Entries taken from a collection:
-- start --

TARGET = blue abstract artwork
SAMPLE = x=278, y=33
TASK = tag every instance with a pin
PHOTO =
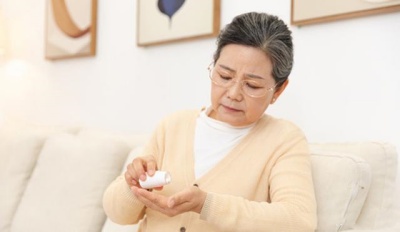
x=170, y=7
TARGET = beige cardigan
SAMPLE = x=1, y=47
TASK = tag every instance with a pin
x=264, y=184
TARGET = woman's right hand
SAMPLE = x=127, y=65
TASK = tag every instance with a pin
x=138, y=169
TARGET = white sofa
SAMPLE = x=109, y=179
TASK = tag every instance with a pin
x=53, y=178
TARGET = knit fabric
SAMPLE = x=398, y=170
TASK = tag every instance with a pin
x=263, y=184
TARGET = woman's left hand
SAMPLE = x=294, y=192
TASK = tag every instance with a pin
x=189, y=199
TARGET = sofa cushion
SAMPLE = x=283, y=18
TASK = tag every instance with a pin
x=66, y=187
x=341, y=185
x=382, y=158
x=110, y=226
x=20, y=144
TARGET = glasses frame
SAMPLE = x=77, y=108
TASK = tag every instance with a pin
x=210, y=69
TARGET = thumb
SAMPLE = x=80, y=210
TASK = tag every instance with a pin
x=171, y=202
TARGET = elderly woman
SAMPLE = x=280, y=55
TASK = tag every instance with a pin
x=233, y=167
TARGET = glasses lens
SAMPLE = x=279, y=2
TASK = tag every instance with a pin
x=252, y=88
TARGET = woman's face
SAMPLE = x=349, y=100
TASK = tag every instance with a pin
x=231, y=105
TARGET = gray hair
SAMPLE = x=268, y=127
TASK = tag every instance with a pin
x=266, y=32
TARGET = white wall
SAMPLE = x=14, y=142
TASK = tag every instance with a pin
x=345, y=85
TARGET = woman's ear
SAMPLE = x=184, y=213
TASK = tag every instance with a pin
x=278, y=91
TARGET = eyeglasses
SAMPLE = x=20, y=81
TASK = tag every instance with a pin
x=252, y=88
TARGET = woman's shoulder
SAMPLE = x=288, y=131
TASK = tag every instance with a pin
x=281, y=124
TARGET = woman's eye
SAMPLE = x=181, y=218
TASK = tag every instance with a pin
x=226, y=78
x=253, y=85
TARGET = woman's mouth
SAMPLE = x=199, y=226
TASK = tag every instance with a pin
x=230, y=109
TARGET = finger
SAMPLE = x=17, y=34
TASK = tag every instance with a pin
x=151, y=200
x=139, y=167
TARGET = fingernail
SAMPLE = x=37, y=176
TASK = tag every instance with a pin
x=171, y=203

-- end --

▶ _SET PROBLEM_
From the material above, reproduce everything verbatim except the pictures.

▶ _EXERCISE RESPONSE_
TARGET = blue abstract artwork
SAMPLE = x=278, y=33
TASK = tag every instance with a pin
PHOTO =
x=170, y=7
TARGET = beige cardigan
SAMPLE = x=1, y=47
TASK = tag every instance with a pin
x=264, y=184
TARGET = woman's right hand
SAMPLE = x=127, y=65
TASK = tag every instance with a pin
x=138, y=169
TARGET = white sofa
SAMPLE = x=109, y=179
TASK = tag every instance with a pin
x=53, y=178
TARGET = knit fabric
SAMPLE = x=398, y=170
TASK = tag every instance with a pin
x=263, y=184
TARGET = woman's left hand
SAMPLE = x=294, y=192
TASK = tag every instance with a pin
x=189, y=199
TARGET = sofa cushion
SAMPLE = x=283, y=18
TASK = tag every instance with a pin
x=66, y=187
x=341, y=185
x=382, y=158
x=110, y=226
x=20, y=144
TARGET = glasses frame
SAMPLE = x=77, y=108
TASK = tag every instance with a pin
x=210, y=69
TARGET = thumb
SAMPLE = x=80, y=210
TASK = tag every instance with a pin
x=171, y=202
TARGET = elderly woman
SAMPLE = x=280, y=55
TASK = tag every instance with a pin
x=233, y=167
TARGET = glasses lens
SAMPLE = x=279, y=2
TASK = tag every instance with a pin
x=252, y=88
TARGET = woman's face
SAMPLE = x=349, y=100
TASK = tag every instance with a pin
x=231, y=105
TARGET = gray hair
SAMPLE = x=268, y=127
TASK = tag every instance with a pin
x=266, y=32
TARGET = white wall
SAMPLE = x=14, y=142
TASK = tag every instance with a pin
x=345, y=85
TARGET = woman's ear
SAMPLE = x=184, y=213
TASK = tag every instance with a pin
x=278, y=91
TARGET = eyeglasses
SAMPLE = x=20, y=81
TASK = tag every instance with a pin
x=252, y=88
TARGET = woman's shoulder
SAMPLE = x=288, y=131
TASK = tag every instance with a pin
x=281, y=124
TARGET = woman's eye
SAMPLE = x=181, y=218
TASK = tag every instance with a pin
x=226, y=78
x=253, y=85
TARGET = woman's mouth
SAMPLE = x=199, y=226
TASK = tag every instance with a pin
x=230, y=109
TARGET = finger
SAMPLE = x=17, y=34
TASK = tag every instance with a pin
x=151, y=200
x=139, y=167
TARGET = fingernail
SAMPLE = x=37, y=176
TASK = tag every instance with a pin
x=171, y=203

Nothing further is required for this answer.